▶ 課題一覧
1. ヘッドホン聞き比べの文章では、DT 177X GOに標準で付属するイヤーパッドは何だと述べているか。
2. ヘッドホン聞き比べの文章を、最後の文の続きから書き足してください。

▶ 提供テキスト
密閉型ヘッドホン beyerdynamic DT 177X GOとDT 1770 PROの聞き比べ

DT 1770 PRO

今年に入ってから休日や夜間作業が増えてオーディオ系のイベントになかなか行けないamahikasです。だいぶストレスが溜まってきてますねぇ(笑)
さて、DT 177X GOが到着してから2ヶ月が経ちました。先日、ファーストインプレッションを書きましたが、今回はDT 1770 PROとの聞き比べをしたいと思います。個人的にも177Xと1770がどれくらい違うのかかなり気になっています。

聞き比べ環境

1770とm9XX、177X

1770とm9XX、177X

DT 177X GOは標準ケーブルと標準のイヤーパッドを取り付けました。177Xの標準イヤーパッドはDEKONI製のシープスキンイヤーパッドです。装着感が良く、音漏れも少なくて遮音性も高いことから気に入って使っていたのですが、B&WのP7と同様に耳がかぶれてしまいました。おそらくアレルギーです。そんなわけで最近はYAXIのK240SEを取り付けて使っているんですが、聞き比べをするなら標準がいいだろうということで177Xに標準で付属するDEKONI製のシープスキンイヤーパッドを使います。

検出例
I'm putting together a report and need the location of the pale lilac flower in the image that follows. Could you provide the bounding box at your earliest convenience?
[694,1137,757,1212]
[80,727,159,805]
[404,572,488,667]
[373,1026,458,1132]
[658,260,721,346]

▶ 期待される出力
1. DEKONI製のシープスキンイヤーパッドです。

2.
1770もケーブル、合皮イヤーパッドともに標準で付属するものを使いました。

再生にはMacBook Proを使いました。再生アプリはAudirvana 3.5.28(3558)で2019年12月13日時点の最新バージョンです。iTunes Integrated ModeではなくAudirvana単体で使っています。バージョンが3に上がってからiTunes Integrated Modeの使い勝手が著しく悪くなったため、最近はAudirvana単体で使うことが多いです。
ヘッドフォンDAC/AMPはGrace Design m9XXを使います。MacBook ProとはUSB接続しています。ヘッドホン端子がふたつあるので聞き比べに最適です。
音源はいつも通りの試聴曲を使います。主にCDから取り込んだAppleロスレス(ALAC)です。iTunesと同じミュージックライブラリをAudirvanaに読み込ませています。
試聴に使う曲や聴きどころについてはこちらを参考にしてくださいませ。

オーディオの試聴によく使う曲と聴きどころ(2017年2月版)
amahikasです。 昨年のうちに更新しておきたかったのですが、インフルエンザにかかってしまって更新ができませんでした。 今回は私がオーディオの試聴に使う曲をと聴きどころを紹介します。 ちなみに前回の更新は2015年10月でした。 ...

聞き比べ結果

それでは早速聞き比べてみましょう。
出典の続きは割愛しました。